» Text:
+--
In 2020, CBD is available three ways: over the counter; at state-licensed marijuana dispensaries; or if you have certain forms of epilepsy, from GW Pharmaceuticals. Most Americans encounter CBD in the first and most unreliable way — at, say, a bodega in Brooklyn or a health food store in Indiana. A consultant hired to do an investigation by a corporate chain recently told me that the percentage of over-the-counter CBD products that contained the amount on the label was “in the single digits.”

As if CBD’s back story couldn’t get any weirder, the path to this glut of phony CBD was paved by, of all people, the Senate majority leader, Mitch McConnell.

Unrelated to the brouhaha on the West Coast, tobacco farmers in Kentucky were seeking a new cash crop. In 2011, James Comer won the race for Kentucky state agriculture commissioner by promising to legalize industrial hemp.

“That raised a lot of eyebrows, including in McConnell’s office,” Eric Steenstra, a hemp lobbyist, told me. “They saw the winds were shifting.”

Along with Representative Jared Polis, now the governor of Colorado, Mr. McConnell included a hemp pilot program in the 2014 farm bill — for “research.” In the legislation, hemp was defined as cannabis containing less than 0.3 percent THC — an arbitrary threshold, not a scientific distinction: Nothing in the Farm Bill, in case law, or in the Controlled Substances Act seemed to say anything about CBD. So entrepreneurs interpreted this research-oriented pilot program as the de facto legalization of cannabidiol.

The Drug Enforcement Administration disagreed, but couldn’t stop the tidal wave of CBD production. In 2018, over 60 percent of the hemp crop in Kentucky was grown for CBD. Then, long after the country was already flooded with CBD products both dubious and legitimate, Mr. McConnell inserted language into the 2018 Farm Bill explicitly making hemp federally legal.

Many of the Californians who plotted at Ms. Miller’s house in 2011 have watched in frustration as the CBD industry flourished, divorced from THC, and fake CBD misled consumers.

On his deathbed in 2014, Mr. Ringo insisted to friends and family that the Stanleys used his seeds to develop their famous strain Charlotte’s Web. Joel Stanley told me the genetics for Charlotte’s Web were a “cross of wild hemp with an industry genetic.” Critics of the Stanley brothers in the cannabis industry have grown annoyed by their prominence and push for patents. Their company has been valued at over half a billion dollars.
+--
» Excerpted data:
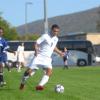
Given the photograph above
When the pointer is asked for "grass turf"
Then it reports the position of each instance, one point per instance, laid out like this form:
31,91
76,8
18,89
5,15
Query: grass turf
80,84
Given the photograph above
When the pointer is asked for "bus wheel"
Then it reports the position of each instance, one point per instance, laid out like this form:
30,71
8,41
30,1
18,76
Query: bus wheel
81,62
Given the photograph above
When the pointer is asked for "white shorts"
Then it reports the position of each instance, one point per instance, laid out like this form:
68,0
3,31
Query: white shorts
20,59
41,61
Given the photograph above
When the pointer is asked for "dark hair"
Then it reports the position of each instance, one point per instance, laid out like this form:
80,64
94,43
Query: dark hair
1,28
55,26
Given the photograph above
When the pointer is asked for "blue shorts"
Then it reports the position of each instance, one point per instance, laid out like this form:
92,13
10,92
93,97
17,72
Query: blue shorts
3,58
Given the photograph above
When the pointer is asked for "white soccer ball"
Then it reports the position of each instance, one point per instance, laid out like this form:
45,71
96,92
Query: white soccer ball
59,88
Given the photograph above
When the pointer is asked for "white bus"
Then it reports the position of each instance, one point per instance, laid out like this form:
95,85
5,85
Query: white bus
81,52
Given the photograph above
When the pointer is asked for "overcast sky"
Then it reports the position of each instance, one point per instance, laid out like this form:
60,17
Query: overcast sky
14,10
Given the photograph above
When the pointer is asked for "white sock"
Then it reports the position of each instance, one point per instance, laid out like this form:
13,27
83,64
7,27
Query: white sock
44,80
33,72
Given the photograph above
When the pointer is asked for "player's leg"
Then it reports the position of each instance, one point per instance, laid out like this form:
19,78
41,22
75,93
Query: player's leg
29,72
45,78
1,75
65,64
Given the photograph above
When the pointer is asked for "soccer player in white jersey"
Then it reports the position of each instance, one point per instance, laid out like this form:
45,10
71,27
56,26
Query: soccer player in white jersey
44,48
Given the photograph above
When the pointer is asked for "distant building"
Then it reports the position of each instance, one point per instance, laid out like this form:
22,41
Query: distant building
93,37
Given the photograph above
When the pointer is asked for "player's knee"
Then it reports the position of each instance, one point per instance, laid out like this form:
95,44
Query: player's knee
49,72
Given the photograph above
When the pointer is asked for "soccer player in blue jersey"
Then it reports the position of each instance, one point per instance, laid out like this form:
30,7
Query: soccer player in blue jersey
3,49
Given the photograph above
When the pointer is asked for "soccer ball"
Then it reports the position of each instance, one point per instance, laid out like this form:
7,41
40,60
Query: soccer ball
59,88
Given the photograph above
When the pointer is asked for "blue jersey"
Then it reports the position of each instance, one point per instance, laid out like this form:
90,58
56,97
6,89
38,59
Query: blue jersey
3,49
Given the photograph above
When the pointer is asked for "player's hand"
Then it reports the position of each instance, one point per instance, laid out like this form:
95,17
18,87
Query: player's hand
14,53
35,54
62,54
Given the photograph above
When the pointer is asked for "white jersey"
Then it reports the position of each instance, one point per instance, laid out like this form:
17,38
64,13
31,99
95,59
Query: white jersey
20,51
47,44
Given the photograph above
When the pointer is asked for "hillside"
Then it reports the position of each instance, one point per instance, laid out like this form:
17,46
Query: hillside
84,21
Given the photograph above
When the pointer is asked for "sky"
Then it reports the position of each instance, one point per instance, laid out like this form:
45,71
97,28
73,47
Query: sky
14,10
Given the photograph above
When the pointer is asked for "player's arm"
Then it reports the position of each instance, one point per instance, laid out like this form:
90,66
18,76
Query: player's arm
36,47
10,50
58,51
38,42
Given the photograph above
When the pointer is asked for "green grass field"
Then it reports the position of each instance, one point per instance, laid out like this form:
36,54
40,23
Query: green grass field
80,84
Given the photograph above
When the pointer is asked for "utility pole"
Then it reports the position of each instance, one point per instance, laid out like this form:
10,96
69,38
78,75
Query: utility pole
26,6
45,17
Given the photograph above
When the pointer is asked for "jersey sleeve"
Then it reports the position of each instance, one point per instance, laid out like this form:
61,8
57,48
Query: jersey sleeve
41,39
5,45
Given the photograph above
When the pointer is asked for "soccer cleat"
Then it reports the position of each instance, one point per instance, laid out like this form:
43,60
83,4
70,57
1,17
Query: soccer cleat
39,88
21,86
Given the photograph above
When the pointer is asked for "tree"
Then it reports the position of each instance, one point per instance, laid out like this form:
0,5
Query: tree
10,32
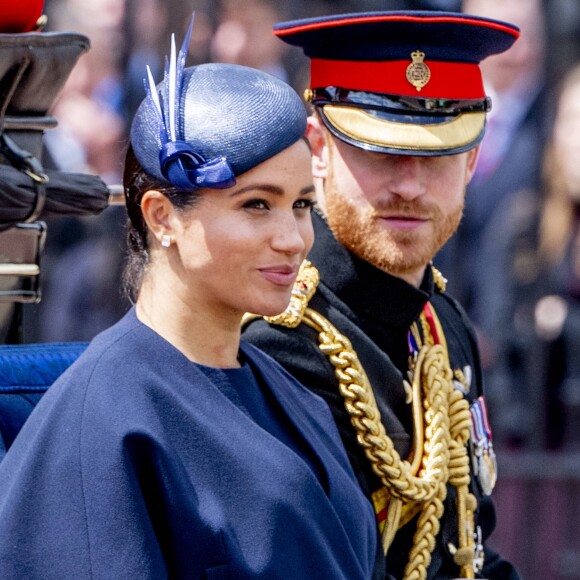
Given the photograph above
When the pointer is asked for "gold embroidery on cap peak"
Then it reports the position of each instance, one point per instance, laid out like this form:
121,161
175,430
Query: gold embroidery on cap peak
418,73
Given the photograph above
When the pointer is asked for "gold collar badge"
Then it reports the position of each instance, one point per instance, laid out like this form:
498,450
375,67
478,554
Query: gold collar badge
418,73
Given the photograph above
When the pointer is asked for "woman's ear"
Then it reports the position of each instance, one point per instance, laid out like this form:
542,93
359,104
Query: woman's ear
315,133
157,211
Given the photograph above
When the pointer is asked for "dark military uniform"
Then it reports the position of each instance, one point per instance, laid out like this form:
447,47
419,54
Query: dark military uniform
375,311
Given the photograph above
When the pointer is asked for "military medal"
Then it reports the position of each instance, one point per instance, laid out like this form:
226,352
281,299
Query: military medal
482,453
418,73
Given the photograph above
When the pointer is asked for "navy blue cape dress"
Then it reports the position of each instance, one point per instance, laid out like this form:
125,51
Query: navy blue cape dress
136,465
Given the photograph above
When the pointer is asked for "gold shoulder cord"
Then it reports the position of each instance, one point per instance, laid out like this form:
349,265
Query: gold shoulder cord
441,421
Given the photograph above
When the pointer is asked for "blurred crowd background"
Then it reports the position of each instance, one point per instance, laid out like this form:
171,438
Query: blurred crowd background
514,263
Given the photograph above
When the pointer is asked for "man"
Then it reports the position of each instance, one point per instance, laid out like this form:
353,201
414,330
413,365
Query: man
399,112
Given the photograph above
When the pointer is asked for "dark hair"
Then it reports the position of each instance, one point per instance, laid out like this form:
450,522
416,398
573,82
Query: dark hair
136,182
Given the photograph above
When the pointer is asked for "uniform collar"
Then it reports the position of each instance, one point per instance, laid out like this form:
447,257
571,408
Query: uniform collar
366,290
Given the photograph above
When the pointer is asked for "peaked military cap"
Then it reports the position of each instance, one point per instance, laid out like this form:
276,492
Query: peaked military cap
406,82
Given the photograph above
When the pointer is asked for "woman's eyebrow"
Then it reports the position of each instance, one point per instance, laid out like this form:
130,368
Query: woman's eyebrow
270,188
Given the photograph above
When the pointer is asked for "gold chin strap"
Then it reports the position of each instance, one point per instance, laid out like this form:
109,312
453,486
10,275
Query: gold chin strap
441,421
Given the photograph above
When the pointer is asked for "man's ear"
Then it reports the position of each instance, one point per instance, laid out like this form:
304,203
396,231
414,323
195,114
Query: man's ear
157,212
472,157
316,135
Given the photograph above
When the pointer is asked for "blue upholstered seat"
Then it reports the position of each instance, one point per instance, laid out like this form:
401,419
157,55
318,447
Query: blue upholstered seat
26,372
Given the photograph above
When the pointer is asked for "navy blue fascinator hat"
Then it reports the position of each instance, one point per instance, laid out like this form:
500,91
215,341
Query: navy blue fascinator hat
204,125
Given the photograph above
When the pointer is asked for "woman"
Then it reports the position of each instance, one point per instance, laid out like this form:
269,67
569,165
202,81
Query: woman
169,449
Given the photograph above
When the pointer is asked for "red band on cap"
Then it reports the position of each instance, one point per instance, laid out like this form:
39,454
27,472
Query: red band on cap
448,80
398,17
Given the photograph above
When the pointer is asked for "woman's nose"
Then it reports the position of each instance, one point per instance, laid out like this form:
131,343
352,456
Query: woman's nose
287,236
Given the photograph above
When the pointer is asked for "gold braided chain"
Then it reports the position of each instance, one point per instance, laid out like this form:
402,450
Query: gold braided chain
441,433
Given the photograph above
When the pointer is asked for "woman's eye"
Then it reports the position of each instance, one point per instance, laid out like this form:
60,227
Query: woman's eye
256,204
305,204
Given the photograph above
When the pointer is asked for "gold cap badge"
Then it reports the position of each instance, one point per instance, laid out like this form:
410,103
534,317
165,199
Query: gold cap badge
418,73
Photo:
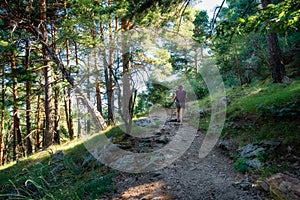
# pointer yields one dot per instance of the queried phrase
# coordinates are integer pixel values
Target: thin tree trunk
(96, 115)
(57, 88)
(56, 135)
(276, 60)
(38, 119)
(88, 122)
(127, 93)
(48, 136)
(77, 99)
(78, 119)
(2, 116)
(238, 68)
(28, 104)
(69, 110)
(18, 148)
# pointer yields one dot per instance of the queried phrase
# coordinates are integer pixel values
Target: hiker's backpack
(180, 95)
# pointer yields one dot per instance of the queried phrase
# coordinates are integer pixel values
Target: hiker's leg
(177, 113)
(181, 115)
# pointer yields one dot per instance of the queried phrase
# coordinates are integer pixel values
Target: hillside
(261, 112)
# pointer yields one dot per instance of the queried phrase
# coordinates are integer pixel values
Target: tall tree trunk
(276, 60)
(2, 116)
(28, 104)
(127, 92)
(48, 136)
(56, 135)
(99, 120)
(88, 121)
(78, 120)
(18, 148)
(108, 75)
(69, 107)
(38, 118)
(77, 99)
(57, 88)
(98, 84)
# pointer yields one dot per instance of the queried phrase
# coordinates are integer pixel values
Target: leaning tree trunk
(126, 79)
(99, 120)
(28, 104)
(47, 139)
(38, 118)
(2, 117)
(69, 104)
(276, 60)
(18, 148)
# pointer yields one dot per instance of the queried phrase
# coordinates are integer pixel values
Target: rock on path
(188, 178)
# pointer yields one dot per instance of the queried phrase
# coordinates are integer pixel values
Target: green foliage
(241, 165)
(95, 188)
(198, 86)
(287, 110)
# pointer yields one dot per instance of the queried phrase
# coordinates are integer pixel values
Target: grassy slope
(252, 116)
(47, 175)
(265, 111)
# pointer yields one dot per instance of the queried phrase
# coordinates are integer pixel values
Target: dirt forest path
(189, 177)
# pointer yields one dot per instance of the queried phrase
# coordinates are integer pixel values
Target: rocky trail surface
(189, 177)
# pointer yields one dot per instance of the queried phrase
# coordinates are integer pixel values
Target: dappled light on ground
(145, 191)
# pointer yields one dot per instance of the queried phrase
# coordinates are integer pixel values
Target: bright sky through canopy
(208, 5)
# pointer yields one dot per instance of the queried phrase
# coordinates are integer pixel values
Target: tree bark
(276, 59)
(2, 116)
(57, 88)
(18, 148)
(38, 118)
(69, 108)
(28, 103)
(48, 136)
(127, 92)
(99, 120)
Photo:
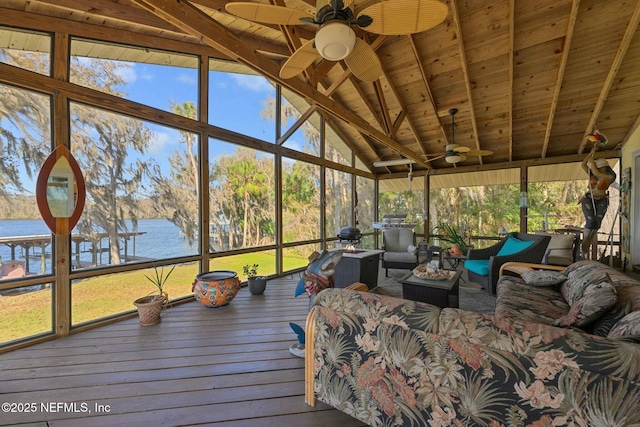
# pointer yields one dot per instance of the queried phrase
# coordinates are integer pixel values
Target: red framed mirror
(60, 191)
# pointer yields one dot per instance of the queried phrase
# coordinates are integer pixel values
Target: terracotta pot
(455, 250)
(216, 288)
(150, 309)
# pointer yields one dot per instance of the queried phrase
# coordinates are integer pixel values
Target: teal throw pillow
(513, 245)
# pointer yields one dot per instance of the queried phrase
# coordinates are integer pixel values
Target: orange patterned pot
(216, 288)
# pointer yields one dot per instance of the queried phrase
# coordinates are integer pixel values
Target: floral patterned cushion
(596, 299)
(629, 325)
(517, 300)
(391, 362)
(628, 291)
(543, 277)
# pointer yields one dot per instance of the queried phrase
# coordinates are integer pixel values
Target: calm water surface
(162, 239)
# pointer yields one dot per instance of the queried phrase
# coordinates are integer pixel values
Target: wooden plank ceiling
(530, 79)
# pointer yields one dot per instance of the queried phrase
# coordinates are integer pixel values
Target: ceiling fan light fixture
(454, 158)
(335, 41)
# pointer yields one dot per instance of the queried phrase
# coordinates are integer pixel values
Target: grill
(350, 235)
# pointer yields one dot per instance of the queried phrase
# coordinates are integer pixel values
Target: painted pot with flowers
(257, 284)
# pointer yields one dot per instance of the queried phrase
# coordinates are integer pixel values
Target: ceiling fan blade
(479, 153)
(364, 62)
(300, 60)
(433, 157)
(397, 17)
(461, 149)
(267, 14)
(345, 3)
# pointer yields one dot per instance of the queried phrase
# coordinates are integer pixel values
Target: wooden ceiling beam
(425, 79)
(571, 158)
(192, 20)
(615, 66)
(465, 72)
(571, 27)
(382, 103)
(116, 11)
(512, 26)
(303, 118)
(335, 125)
(356, 85)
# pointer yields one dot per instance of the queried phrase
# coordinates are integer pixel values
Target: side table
(442, 293)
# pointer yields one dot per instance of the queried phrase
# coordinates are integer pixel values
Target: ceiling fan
(335, 40)
(455, 153)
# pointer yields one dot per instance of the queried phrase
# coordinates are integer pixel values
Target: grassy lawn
(31, 313)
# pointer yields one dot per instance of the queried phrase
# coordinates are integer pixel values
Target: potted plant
(150, 307)
(257, 284)
(450, 234)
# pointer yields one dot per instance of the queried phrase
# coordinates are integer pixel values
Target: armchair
(400, 251)
(563, 249)
(483, 265)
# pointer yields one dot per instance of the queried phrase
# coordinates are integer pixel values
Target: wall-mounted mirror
(60, 191)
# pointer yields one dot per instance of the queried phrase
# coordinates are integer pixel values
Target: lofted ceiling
(530, 79)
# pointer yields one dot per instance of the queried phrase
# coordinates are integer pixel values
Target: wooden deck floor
(228, 366)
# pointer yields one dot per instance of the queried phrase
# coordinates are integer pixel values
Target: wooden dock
(43, 241)
(227, 366)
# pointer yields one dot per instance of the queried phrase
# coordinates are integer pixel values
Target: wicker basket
(150, 308)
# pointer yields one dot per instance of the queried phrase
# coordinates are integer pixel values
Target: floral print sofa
(389, 361)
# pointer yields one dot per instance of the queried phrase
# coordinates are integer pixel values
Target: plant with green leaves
(159, 279)
(449, 233)
(251, 271)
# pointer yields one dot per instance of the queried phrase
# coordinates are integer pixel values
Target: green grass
(31, 313)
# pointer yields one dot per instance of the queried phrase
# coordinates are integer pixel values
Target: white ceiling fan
(455, 153)
(335, 40)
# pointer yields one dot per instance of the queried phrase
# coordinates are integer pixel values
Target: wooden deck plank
(226, 367)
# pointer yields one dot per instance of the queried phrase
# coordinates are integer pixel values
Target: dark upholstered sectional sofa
(388, 361)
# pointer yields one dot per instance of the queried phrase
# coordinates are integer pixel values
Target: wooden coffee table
(442, 293)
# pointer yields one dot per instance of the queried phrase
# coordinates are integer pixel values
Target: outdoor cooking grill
(350, 235)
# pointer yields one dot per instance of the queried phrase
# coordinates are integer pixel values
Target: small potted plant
(150, 307)
(257, 284)
(450, 234)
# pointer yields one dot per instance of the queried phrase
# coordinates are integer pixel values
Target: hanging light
(335, 41)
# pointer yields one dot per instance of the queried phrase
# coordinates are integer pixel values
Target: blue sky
(236, 101)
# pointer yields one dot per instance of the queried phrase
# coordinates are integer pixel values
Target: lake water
(162, 239)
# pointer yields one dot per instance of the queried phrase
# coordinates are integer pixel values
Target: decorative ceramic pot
(216, 288)
(455, 250)
(150, 309)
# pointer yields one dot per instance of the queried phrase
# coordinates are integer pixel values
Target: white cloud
(187, 79)
(128, 74)
(252, 83)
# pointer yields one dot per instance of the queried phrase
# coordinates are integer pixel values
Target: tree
(101, 143)
(25, 135)
(178, 194)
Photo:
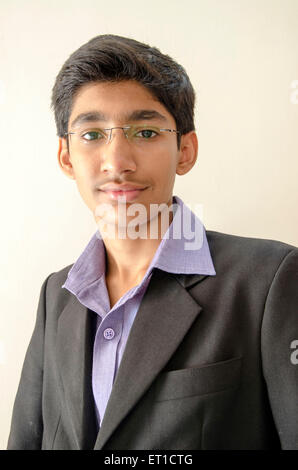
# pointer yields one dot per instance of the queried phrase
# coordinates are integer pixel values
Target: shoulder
(54, 293)
(247, 253)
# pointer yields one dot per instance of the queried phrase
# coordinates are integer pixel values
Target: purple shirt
(86, 280)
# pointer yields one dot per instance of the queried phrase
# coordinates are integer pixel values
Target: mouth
(128, 194)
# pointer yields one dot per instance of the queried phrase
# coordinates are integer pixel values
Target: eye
(92, 135)
(146, 133)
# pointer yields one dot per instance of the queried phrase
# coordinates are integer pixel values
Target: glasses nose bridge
(111, 129)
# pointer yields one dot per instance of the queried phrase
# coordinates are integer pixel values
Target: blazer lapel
(76, 329)
(165, 315)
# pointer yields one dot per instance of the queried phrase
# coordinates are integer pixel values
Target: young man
(152, 342)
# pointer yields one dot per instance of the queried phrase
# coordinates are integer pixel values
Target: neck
(128, 259)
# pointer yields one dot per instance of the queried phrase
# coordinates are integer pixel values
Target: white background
(242, 57)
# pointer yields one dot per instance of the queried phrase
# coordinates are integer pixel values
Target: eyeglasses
(143, 135)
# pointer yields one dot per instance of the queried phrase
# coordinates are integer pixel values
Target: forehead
(116, 101)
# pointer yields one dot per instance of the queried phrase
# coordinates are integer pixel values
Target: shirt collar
(178, 252)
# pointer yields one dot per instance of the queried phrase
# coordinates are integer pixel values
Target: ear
(188, 153)
(64, 159)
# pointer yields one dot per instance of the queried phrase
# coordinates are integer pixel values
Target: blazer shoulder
+--
» Task instructions: According to the CBD text, what THC level defined hemp in the 2014 farm bill? The records have nothing to do with the CBD text.

» Result of this exercise: Less than 0.3 percent THC.